→ **提示文**
════════════════

2017年03月13日 18:15 / 経営

三越伊勢丹ホールディングスは3月13日、都内で次期社長に就任する杉江俊彦取締役専務執行役員の会見を開いた。

<新社長の杉江氏>

杉江氏は「2016年11月に発表した中長期戦略の方向性は、自分も経営戦略本部長として関わり機関決定も経ているので変えない。具体的な内容は5月の決算・IR時に説明する」と述べた。

同時に発表した組織改正では、ホールディングスに、コーポレート機能とシェアード機能を集約し、事業推進機能を事業会社に集中する体制を発表した。

各社・各事業が自律的に迅速な意思決定で計画を策定・実行し、利益の回復・拡大を目指す。またホールディングスにコーポレート機能を集約することで、各事業会社に横串しをさして、事業構造改革を進める。

現時点で発表・実行している飲食店、旅行、ブライダルといった新規事業に変更はない。まだ発表していない事業・検討中の新規事業については、大幅な見直しを行う方針だ。

成長戦略に位置付ける不動産事業については「J.フロントリテイリングや高島屋は、百貨店事業以外の収益基盤があるため、百貨店事業の不振の影響を受けにくい。当社は百貨店事業のウエイトが高いため、百貨店事業が不振の場合のインパクトが大きい。新宿本店をはじめ先輩たちが残してくれた優良不動産を活用できていない点があり、今後、これを活用していきたい」と語った。

不動産事業については、三井不動産出身の人材も登用しており、今後、国分寺、大船、横浜のクイーンズ伊勢丹の跡地でショッピングセンター事業を行う計画だ。

現社長の大西洋氏については、「個人のマネジメント手法の違いだが、大西社長は現場の若手から意見を良く聞いてそれを吸い上げていた。ただ、役員を含む中間管理職との対話が欠けていた。現場が分かっていても、中間管理職が理解できていなければ、結果的に現場は動かない。私は、中間管理職を含むマネジメント層との対話を重視していきたい」と語った。

════════════════

→ **演習資料**
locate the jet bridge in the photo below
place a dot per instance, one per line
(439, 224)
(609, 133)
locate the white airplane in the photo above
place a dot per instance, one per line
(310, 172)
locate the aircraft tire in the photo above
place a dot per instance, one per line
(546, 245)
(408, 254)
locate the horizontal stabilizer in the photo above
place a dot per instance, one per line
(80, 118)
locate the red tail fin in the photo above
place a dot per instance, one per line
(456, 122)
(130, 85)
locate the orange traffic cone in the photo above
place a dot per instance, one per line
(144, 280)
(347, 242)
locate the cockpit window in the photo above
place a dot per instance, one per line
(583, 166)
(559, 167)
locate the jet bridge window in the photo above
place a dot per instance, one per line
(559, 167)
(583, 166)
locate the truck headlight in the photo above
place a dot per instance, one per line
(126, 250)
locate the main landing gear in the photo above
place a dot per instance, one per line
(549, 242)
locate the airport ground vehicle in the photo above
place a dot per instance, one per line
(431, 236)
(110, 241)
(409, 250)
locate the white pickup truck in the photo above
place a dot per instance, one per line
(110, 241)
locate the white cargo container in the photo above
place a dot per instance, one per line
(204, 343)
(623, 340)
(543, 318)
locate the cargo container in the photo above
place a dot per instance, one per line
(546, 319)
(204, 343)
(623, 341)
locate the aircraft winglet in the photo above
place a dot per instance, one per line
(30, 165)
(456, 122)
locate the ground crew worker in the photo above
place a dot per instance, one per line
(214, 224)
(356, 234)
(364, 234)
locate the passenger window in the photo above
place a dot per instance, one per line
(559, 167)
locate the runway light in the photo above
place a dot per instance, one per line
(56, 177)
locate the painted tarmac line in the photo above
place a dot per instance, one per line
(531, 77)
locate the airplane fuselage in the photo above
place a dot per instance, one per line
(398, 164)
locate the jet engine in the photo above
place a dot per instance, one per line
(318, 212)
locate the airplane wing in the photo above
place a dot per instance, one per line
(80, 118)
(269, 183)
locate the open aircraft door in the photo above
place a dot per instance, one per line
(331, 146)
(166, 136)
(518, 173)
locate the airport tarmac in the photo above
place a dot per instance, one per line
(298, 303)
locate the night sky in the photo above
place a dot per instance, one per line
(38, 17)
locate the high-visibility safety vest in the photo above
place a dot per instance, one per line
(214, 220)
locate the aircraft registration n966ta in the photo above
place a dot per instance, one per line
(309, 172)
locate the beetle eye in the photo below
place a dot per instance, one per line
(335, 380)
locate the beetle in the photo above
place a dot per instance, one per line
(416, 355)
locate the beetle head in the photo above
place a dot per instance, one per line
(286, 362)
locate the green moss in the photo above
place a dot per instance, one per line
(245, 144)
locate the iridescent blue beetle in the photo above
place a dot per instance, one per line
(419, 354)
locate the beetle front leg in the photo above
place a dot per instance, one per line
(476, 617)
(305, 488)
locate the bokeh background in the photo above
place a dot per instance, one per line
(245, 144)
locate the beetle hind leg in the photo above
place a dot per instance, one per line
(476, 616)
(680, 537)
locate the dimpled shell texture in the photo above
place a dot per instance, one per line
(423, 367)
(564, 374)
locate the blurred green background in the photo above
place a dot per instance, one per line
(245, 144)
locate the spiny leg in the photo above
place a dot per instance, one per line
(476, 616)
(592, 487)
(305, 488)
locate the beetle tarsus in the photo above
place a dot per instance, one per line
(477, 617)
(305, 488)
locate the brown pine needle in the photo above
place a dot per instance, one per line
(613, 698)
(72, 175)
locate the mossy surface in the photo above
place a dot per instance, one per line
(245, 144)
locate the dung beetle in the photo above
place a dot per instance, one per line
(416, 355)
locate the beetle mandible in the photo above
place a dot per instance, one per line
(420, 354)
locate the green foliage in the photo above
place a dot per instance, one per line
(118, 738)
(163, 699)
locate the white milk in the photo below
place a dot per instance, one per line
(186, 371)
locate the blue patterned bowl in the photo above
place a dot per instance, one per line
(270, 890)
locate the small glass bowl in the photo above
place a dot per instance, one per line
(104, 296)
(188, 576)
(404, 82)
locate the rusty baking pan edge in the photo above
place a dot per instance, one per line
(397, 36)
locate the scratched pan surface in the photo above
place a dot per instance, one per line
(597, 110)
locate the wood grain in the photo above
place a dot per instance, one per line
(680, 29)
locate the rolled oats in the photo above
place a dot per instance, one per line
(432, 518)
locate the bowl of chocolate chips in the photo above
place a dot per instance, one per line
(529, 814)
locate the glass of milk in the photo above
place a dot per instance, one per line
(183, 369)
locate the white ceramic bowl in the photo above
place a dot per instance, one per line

════════════════

→ **必須課題**
**a)** エントリのうち、"locate the wood grain in the photo above"を含む行から最後の行までを、空行を除いてMarkdownの表として表してください。列名は「番号」と「内容」とし、両端の行も含めてください。
**b)** 三越伊勢丹の新社長会見を伝える記事の続きを書いてください。
記事とエントリは、それぞれ別の出典から取られています。

→ **演習解答**
**a)**
| 番号 | 内容 |
|---|---|
| 1 | locate the wood grain in the photo above |
| 2 | place a dot per instance, one per line |
| 3 | (680, 29) |
| 4 | locate the rolled oats in the photo above |
| 5 | place a dot per instance, one per line |
| 6 | (432, 518) |
| 7 | locate the bowl of chocolate chips in the photo above |
| 8 | place a dot per instance, one per line |
| 9 | (529, 814) |
| 10 | locate the glass of milk in the photo above |
| 11 | place a dot per instance, one per line |
| 12 | (183, 369) |
| 13 | locate the white ceramic bowl in the photo above |
| 14 | place a dot per instance, one per line |

**b)**
大西洋代表取締役社長執行役員と石塚邦雄代表取締役会長執行役員が6月の取締役会でともに退任することについては、「指名報酬委員会からは、新しい体制で経営に臨むためには、経営陣を一新する必要があるとの判断だったと聞いている」と述べた。

三越伊勢丹HDでは、2018年度に営業利益500億円の中期目標を掲げており、2016年11月の中間決算時点でこの目標の達成時期を2020年に変更している。

大西社長と石塚会長は、中期目標が不達の場合の責任の取り方を2016年11月の時点から検討していたという。

店舗閉鎖については「千葉三越と多摩センター三越の閉店をもって、経営に重大なインパクトを与える店舗閉鎖は終了した。現時点では、店舗閉鎖を必要としている店舗はない」と述べた。

構造改革と新規事業の推進を成長戦略の柱とする点で、大西社長と杉江氏と意見は一致していたが、具体的な計画の進め方で意見の食い違いがあったという。

杉江氏は「大西社長は2018年に営業利益500億円を達成するために新規事業を優先する方針を掲げていたが、私は構造改革を進めて、そこで生まれた余剰人員で新規事業をすすめる考えを持っていた。この点では意見に相違があった」と語った。